Task to complete:
Which lines in the items below contain the string "result"? Copy each of them in full, treating uppercase and lowercase as different.

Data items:
■ ■ ■ ■ ■

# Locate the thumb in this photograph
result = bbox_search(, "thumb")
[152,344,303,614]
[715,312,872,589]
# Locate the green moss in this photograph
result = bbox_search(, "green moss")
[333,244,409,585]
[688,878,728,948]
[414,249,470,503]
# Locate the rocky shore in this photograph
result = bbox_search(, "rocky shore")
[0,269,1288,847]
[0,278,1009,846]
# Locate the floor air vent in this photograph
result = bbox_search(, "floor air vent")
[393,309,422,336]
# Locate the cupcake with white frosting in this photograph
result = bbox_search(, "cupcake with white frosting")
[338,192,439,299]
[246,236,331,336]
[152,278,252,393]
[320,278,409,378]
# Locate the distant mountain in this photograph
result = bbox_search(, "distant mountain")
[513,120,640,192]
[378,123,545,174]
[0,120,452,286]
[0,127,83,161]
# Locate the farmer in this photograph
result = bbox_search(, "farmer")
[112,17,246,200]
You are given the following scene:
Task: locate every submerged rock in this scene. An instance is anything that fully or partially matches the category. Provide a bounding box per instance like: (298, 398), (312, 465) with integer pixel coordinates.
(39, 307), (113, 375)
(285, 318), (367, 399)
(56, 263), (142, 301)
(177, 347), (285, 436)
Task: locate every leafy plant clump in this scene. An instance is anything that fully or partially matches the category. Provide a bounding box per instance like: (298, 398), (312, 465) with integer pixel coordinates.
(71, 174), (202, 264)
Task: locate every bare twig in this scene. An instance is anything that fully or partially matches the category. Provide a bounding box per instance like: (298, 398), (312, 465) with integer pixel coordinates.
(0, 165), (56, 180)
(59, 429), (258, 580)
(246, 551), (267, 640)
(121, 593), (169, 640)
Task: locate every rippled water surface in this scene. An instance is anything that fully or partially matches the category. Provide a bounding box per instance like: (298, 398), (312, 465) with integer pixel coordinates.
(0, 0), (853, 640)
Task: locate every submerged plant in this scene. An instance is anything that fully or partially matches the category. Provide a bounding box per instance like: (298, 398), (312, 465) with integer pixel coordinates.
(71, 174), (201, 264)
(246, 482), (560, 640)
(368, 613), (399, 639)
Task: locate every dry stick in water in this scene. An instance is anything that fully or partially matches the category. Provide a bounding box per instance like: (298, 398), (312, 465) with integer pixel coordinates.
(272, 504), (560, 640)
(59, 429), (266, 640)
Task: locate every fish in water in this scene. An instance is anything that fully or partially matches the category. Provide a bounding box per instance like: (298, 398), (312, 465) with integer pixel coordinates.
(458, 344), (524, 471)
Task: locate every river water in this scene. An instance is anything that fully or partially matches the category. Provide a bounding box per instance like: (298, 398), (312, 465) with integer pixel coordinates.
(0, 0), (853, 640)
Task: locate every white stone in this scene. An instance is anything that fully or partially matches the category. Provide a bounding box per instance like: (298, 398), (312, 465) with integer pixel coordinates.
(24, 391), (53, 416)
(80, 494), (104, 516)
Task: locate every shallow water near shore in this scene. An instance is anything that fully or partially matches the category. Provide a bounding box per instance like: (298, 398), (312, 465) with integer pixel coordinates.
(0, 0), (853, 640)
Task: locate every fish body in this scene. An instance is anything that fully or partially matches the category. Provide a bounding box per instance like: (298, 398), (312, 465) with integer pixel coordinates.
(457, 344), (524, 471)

■ ■ ■ ■ ■

Task answer:
result = bbox_search(, "thumb")
result = bbox_search(, "green moss")
result = bbox_search(, "rocky shore")
result = bbox_search(, "floor air vent")
result = bbox_search(, "cupcake with white frosting")
result = bbox_search(, "distant mountain")
result = bbox_search(, "farmer")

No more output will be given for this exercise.